** QUOTED PASSAGE follows **

Note that a moderate amount of swap space isn't necessarily an issue if the pages swapped out belong to idle processes. However, when the swap space increases, the chances of swap activity impacting your server performances are greater.
Context switches¶
A context switch is the switching of the CPU from one process or thread to another. Context switching is generally computationally intensive but the rate of switching entirely depends on the way your application is built. Several factors can increase this rate like the number of system calls and multi-tasking. Context switches are usually symptomatic of another problem, not a problem by themselves.
Load Average¶
A load average of 1.0 on a single core, single process machine means that the CPU at 100% capacity. To understand if the value for load average is correct, first you must count the number of cores on the machine (for that purpose we consider that 2 quad cores == 4 dual cores == 8 cores in total)
Then as long as the load average is less or equal to this number your system is doing fine. When the value is increasing over the number of cores, you can consider that the CPU is overloaded and that at least some processes had to wait.
CPU Usage¶
Linux keeps statistics on how much time the CPU spends performing different tasks. Most of its time should be spent running user space programs or being idle. However there are several other execution states including running the kernel and servicing interrupts. Monitoring these different states will help you assess any issue during the test.
Memory Usage¶
In general Linux uses all free RAM for the buffer cache to make reading data as efficient as possible. For this reason, the use of the "Used memory" or "% Used memory" counter allow for a quick overview of memory usage.
TCP Segments¶
The most useful overall metric regarding TCP segments is probably "% Segments Retransmitted".TCP retransmit happens when the server does not receive the acknowledgment for a segment before a timeout. This means that for every TCP segment retransmitted, one of the users is getting a delay in response time. Even a percent of all the segments being retrasmitted can have a dramatic effect on the response times.

** End of QUOTED PASSAGE **

• _WORK ORDER 1_:
In the passage on Linux server metrics, copy word for word the stretch from "Load Average¶" through "during the test.".
• _WORK ORDER 2_:
Answer these questions using the passage on Linux server metrics:
(a) What does a load average of 1.0 on a single core, single process machine mean?
(b) What does Linux generally use all free RAM for?
(c) When does a TCP retransmit happen?
The records that come after this passage are from a different source.

** SOURCE INFORMATION follows **

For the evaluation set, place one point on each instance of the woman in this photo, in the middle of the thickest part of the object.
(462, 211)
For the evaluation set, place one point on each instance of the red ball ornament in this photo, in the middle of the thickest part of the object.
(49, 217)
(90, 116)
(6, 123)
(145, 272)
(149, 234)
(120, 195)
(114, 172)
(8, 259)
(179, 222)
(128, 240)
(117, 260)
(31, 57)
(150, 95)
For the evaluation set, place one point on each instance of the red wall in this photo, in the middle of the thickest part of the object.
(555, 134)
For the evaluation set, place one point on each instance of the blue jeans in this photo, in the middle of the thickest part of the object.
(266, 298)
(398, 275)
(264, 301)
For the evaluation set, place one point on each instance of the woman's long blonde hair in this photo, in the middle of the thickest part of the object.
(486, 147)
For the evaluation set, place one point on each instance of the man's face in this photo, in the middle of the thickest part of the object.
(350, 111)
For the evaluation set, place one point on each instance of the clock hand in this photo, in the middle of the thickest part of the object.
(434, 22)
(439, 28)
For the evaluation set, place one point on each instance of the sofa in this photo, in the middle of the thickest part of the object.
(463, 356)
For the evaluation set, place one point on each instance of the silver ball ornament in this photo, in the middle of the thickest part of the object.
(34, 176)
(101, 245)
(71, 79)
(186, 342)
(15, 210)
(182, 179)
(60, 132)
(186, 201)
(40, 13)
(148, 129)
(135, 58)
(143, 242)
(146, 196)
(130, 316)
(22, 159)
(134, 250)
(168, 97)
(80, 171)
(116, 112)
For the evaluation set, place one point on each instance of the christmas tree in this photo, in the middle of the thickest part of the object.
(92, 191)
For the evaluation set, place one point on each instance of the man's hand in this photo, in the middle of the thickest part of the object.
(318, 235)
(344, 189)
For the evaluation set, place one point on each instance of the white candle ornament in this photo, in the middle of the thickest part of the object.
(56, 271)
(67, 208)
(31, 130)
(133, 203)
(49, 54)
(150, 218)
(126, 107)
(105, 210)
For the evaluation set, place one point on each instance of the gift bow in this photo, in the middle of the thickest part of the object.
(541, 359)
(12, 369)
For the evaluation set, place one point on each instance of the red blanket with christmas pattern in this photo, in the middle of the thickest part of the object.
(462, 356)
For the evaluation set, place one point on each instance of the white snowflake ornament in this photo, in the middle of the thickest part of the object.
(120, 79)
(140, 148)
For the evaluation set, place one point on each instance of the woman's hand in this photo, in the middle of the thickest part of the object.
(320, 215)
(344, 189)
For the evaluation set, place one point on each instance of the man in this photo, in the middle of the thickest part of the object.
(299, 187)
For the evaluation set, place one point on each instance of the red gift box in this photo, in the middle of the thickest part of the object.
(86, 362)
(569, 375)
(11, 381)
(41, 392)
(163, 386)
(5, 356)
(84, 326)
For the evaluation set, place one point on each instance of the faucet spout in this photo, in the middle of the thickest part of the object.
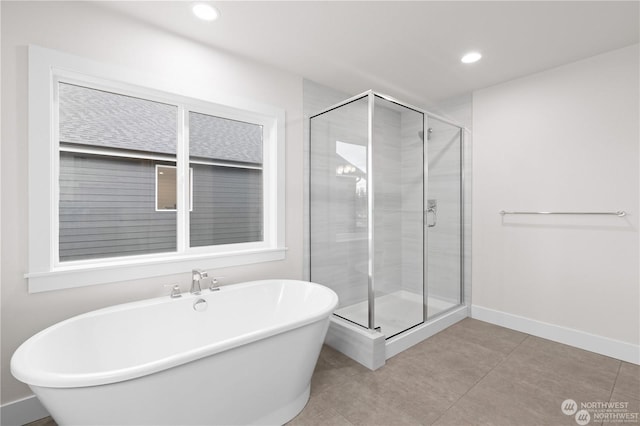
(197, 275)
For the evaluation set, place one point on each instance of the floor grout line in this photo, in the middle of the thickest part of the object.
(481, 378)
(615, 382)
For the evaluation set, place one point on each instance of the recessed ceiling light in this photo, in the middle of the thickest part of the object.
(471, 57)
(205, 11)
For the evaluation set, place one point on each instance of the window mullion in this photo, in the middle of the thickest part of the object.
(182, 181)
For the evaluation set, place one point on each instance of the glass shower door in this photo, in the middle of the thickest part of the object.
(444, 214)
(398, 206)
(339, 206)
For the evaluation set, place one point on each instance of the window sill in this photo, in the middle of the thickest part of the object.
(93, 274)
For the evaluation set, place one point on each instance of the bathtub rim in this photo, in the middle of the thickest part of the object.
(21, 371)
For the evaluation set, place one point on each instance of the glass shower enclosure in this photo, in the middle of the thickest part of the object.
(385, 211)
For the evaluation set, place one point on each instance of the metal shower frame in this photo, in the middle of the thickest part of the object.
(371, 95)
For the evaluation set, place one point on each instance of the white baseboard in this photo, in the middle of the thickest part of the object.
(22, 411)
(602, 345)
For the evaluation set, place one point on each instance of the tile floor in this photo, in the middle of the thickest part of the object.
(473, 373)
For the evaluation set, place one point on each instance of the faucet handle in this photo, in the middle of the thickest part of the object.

** End of SOURCE INFORMATION **
** SOURCE INFORMATION follows **

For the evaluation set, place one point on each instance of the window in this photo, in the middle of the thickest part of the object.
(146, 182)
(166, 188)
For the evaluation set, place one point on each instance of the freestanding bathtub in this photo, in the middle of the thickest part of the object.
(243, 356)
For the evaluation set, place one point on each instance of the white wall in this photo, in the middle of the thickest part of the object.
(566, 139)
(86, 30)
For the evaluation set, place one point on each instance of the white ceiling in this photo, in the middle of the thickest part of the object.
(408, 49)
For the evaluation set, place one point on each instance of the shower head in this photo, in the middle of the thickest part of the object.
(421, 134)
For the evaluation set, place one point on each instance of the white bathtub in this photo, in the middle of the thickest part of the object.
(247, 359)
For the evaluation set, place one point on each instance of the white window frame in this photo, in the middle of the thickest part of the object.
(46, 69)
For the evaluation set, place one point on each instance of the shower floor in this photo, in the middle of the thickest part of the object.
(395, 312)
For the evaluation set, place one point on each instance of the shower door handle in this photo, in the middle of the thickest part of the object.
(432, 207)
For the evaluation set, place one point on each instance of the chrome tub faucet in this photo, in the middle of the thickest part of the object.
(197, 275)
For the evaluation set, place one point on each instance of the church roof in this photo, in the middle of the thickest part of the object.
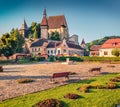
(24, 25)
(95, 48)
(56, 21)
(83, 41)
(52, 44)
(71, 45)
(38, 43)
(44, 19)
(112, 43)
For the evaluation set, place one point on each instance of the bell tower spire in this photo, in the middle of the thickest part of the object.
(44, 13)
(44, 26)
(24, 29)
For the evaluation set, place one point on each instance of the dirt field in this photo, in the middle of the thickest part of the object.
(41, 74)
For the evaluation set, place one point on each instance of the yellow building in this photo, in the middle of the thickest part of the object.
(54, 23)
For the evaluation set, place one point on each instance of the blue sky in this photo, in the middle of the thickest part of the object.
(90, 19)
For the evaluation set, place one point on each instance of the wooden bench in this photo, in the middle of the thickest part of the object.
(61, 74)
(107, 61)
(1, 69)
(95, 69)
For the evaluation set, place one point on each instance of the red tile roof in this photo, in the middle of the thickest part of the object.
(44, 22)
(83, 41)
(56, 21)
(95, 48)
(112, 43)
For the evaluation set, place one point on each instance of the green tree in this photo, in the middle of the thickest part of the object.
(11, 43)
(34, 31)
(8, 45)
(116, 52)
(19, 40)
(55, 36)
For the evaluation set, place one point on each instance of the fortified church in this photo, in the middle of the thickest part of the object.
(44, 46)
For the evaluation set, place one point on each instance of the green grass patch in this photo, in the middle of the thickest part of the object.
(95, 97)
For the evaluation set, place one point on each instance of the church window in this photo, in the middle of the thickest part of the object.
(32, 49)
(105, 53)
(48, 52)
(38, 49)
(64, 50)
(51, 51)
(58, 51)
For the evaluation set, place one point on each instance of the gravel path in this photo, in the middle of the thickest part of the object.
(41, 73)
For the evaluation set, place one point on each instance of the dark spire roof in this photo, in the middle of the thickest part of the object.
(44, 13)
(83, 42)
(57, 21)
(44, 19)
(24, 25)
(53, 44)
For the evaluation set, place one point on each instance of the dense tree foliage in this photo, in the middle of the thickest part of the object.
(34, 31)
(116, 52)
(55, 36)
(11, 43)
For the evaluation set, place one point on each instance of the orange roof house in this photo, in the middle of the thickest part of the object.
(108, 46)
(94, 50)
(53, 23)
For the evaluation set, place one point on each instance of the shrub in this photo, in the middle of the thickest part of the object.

** End of SOURCE INFORMATION **

• _ANSWER AREA 1_:
Load Average¶
A load average of 1.0 on a single core, single process machine means that the CPU at 100% capacity. To understand if the value for load average is correct, first you must count the number of cores on the machine (for that purpose we consider that 2 quad cores == 4 dual cores == 8 cores in total)
Then as long as the load average is less or equal to this number your system is doing fine. When the value is increasing over the number of cores, you can consider that the CPU is overloaded and that at least some processes had to wait.
CPU Usage¶
Linux keeps statistics on how much time the CPU spends performing different tasks. Most of its time should be spent running user space programs or being idle. However there are several other execution states including running the kernel and servicing interrupts. Monitoring these different states will help you assess any issue during the test.

• _ANSWER AREA 2_:
(a) It means that the CPU is at 100% capacity.
(b) It uses all free RAM for the buffer cache.
(c) It happens when the server does not receive the acknowledgment for a segment before a timeout.